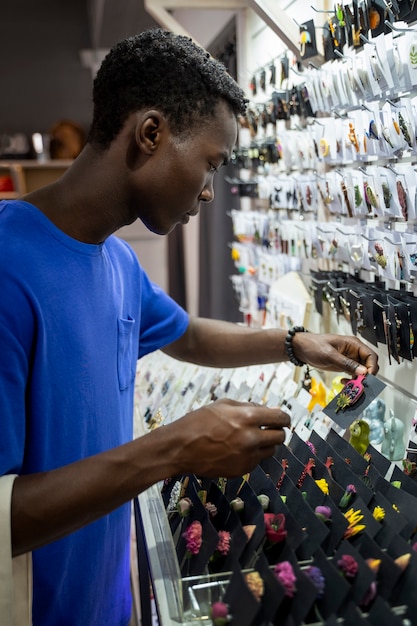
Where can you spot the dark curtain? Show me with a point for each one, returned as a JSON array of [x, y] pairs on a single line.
========
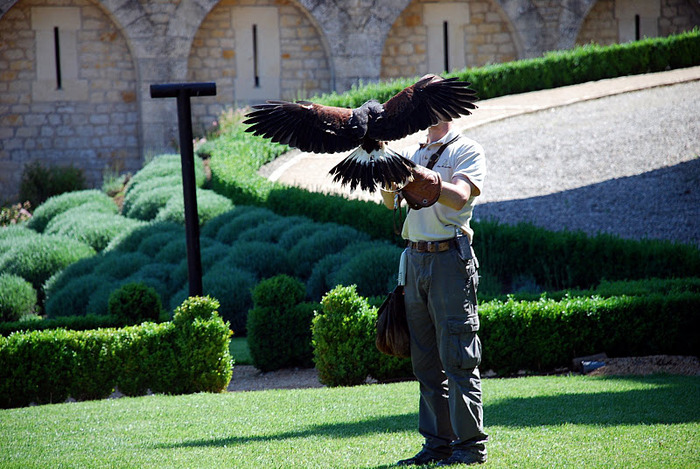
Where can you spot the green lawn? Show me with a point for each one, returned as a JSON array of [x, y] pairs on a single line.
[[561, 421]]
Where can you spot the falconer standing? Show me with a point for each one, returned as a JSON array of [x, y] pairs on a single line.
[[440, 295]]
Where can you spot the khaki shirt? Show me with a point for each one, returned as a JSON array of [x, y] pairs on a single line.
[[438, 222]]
========
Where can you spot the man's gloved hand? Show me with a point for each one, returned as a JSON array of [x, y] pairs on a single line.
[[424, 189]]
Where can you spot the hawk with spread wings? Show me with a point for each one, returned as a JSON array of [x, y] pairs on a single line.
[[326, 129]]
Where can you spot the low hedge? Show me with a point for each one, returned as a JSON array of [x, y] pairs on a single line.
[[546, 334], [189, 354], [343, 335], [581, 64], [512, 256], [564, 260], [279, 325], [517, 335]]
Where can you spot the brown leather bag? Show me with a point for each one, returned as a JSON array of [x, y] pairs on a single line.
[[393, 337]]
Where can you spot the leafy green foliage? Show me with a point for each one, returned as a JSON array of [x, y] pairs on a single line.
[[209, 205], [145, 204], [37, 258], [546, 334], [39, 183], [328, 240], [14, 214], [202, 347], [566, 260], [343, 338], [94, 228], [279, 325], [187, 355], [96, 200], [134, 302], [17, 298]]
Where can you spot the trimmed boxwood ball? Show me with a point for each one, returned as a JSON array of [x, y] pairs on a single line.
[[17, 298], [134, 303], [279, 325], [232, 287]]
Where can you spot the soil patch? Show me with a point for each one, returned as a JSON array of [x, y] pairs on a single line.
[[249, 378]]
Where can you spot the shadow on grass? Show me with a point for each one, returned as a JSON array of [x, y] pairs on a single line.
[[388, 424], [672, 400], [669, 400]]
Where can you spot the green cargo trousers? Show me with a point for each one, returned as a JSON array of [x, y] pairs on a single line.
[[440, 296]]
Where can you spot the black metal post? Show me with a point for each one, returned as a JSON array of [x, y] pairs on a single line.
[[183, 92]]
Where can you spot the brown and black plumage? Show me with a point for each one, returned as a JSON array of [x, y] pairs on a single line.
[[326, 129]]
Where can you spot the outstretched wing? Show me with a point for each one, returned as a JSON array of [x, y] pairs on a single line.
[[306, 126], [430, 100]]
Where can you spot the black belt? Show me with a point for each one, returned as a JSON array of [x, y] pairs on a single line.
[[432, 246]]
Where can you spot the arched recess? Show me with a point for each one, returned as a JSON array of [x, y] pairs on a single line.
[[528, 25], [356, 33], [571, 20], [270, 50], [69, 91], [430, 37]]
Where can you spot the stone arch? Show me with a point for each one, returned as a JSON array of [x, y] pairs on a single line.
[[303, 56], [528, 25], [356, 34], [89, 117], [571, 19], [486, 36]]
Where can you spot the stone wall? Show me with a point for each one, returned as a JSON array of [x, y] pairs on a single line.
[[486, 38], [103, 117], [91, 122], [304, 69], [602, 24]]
========
Arrange the stretch of the records above, from the line containing "Where can you spot the arched" through the line containing "[[486, 38], [103, 117], [91, 122], [304, 69], [602, 24]]", as a numbered list, leaving out any blank lines.

• SOLUTION:
1. Where can you spot the arched recess? Show me with a point for each one, returned as a JSON array of [x, y] pairs on a single line.
2. [[528, 25], [356, 33], [571, 20], [270, 50], [69, 91], [430, 37]]
3. Where can you spot the stone arch? Show me with a point for each one, returned as a JSON array of [x, y] pairs on a single line.
4. [[303, 56], [528, 25], [356, 34], [89, 117], [571, 19], [486, 36]]
5. Where can you spot the stone wall? Show me with a point for each one, returned as a JSON array of [x, y] pairs on a single line.
6. [[486, 38], [103, 117], [91, 122], [304, 69], [602, 24]]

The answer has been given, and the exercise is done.